[BEGIN Source excerpt]

There are four versions of the story of Jesus in the book that we call the Bible. Each story is a little different from the others and the details that are shared in each of the stories reveal a little bit of the bias and agenda of each author. Even with this kind of bias, the story of Jesus is powerful enough that, over two thousand years, millions of people have spoken about the great power it has to transform their lives. Regardless of what you believe about Jesus, there is value in paying attention to the story. Jesus was at least a character who wanted to legitimize and encourage those people at the margins of society. He came to give life and to give it more abundantly.
Still, after two thousand or so years, the story of Jesus is … different. It is impossible for us a human beings to read any story without reading our own experiences into it. Any time that we sit and read, there are two thousand years of history that impact how we understand the story; we lean one direction or another. If we were able to strip that away, I wonder how different this Jesus character might look on the other side. I believe that the Jesus from the first century would say and do things way differently than the Jesus that hangs on the walls of our churches and lives in our hearts.
If we’re serious about understanding who Jesus was, it might help to start at the end. Spoiler alert: Jesus dies. He taught and healed and performed miracles for three years. He made their lives better for those that had met him. So, it might seem strange that his authorities from his own religious community got ticked off with him to the point of handing him over to the Roman empire who crucified him. Crucifixion was a horribly violent torture that the Romans used to assert their dominance and reinforce their stats as the world’s true political superpower. The hero of our story dies with common criminals in what seems to be a tragic and humiliating ending.
But we’re not quite ready to roll the credits.
The story of Jesus goes on to say that he rose from the dead three days later, spent some time appearing to people, setting up the big finale. The final scene in at least two of the four versions of the story have Jesus giving one last address before promptly ascending into the sky to be with God in heaven. With such an epic closing scene, you know there has to be a real zinger that Jesus leaves the people with. There are slightly different versions of these closing remarks depending on which book you’re reading so here are the two versions:
Go to the people of all nations and make them my disciples. Baptize them in the name of the Father, the Son, and the Holy Spirit, and teach them to do everything I have told you. I will be with you always, even until the end of the world. (Matthew 28:19–20, CEV)
Go and preach the good news to everyone in the world. (Mark 16:15)

[END Source excerpt]

▸ Work to complete
1 - Condense the paragraph in the reflection on Jesus that begins "If we're serious about understanding who Jesus was" into a short list of its main points.
2 - According to the reflection on Jesus, for how many years did Jesus teach, heal, and perform miracles?

[BEGIN Record excerpts]

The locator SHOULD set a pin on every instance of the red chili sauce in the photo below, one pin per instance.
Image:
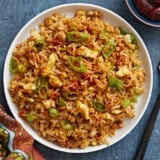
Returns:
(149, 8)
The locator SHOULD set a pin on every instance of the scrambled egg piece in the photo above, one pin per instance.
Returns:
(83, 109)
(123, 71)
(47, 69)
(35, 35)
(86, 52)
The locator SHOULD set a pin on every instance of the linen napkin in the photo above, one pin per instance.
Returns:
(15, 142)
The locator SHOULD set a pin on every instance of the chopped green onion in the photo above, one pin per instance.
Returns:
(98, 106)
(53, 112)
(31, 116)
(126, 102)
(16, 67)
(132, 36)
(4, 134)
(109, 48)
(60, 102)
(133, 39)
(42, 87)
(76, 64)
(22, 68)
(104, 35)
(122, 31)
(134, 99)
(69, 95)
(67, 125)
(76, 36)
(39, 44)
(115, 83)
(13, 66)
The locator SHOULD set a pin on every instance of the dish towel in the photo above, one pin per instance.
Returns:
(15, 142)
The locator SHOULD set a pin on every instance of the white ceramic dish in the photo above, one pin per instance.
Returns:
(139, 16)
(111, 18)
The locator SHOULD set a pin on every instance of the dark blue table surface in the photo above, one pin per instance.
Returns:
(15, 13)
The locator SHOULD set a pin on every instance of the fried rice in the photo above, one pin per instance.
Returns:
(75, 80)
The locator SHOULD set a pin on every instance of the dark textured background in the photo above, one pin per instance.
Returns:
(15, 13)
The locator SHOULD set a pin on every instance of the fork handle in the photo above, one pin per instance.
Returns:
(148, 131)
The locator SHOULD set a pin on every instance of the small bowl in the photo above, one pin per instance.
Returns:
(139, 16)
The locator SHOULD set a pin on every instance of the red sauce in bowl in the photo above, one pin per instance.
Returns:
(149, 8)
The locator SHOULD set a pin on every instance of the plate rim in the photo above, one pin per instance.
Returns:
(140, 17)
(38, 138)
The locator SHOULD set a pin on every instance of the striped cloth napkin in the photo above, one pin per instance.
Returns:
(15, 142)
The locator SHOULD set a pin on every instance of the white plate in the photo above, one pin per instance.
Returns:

[END Record excerpts]

▸ Outputs in order
1 -
- Understanding Jesus may be easier if we start at the end of his story, which is his death.
- For three years he taught, healed, and performed miracles, making life better for those who met him.
- Authorities from his own religious community grew angry enough to hand him over to the Roman empire, which crucified him.
- Crucifixion was a horribly violent torture the Romans used to assert their dominance.
- Jesus died alongside common criminals in what seems a tragic and humiliating ending.

2 - Three years.